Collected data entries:
::::
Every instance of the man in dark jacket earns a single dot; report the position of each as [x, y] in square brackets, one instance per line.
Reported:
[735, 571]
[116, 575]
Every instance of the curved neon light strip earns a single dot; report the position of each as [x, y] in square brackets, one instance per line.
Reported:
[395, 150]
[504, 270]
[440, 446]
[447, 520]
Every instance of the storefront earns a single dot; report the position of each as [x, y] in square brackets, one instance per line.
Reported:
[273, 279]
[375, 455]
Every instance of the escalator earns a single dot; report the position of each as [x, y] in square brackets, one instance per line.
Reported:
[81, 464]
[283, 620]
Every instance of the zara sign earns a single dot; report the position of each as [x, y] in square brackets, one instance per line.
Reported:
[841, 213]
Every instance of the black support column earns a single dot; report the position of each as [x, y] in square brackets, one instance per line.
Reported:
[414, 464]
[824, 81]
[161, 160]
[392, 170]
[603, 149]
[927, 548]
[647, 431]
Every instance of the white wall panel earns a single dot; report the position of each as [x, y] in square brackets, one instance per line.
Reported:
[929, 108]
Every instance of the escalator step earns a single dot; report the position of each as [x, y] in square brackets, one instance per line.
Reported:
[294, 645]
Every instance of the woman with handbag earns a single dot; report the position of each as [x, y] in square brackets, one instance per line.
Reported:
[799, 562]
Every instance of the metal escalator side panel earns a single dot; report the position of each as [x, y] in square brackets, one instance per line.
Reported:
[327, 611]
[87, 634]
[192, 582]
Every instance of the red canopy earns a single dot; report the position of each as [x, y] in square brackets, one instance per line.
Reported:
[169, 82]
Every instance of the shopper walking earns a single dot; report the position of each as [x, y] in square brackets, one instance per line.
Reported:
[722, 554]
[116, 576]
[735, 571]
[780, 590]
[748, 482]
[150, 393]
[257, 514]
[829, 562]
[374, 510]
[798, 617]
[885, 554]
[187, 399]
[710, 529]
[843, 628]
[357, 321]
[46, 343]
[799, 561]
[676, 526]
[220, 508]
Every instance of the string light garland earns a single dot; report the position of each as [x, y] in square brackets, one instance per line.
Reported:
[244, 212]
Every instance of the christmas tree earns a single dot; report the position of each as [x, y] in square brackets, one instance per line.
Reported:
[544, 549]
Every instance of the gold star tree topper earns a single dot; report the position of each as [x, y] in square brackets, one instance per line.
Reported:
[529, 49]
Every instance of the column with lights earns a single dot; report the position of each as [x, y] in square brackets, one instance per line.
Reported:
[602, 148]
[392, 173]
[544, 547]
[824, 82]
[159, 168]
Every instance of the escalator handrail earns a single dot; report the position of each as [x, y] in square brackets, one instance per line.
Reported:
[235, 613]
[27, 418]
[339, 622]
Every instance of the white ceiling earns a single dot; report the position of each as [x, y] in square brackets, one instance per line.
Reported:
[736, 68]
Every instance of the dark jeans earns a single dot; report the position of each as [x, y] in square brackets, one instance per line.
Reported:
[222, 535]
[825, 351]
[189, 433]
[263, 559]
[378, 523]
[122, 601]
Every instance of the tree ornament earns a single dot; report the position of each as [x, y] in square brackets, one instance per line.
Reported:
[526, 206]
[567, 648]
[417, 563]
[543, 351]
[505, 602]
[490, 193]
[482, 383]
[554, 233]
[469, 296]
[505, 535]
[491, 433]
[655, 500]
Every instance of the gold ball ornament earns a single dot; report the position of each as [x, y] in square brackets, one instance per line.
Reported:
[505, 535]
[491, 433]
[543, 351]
::::
* **EXERCISE BRIEF**
Since only lines holding the word "white" matter, count them in the data above and report the number alone.

* **WORKED SOLUTION**
2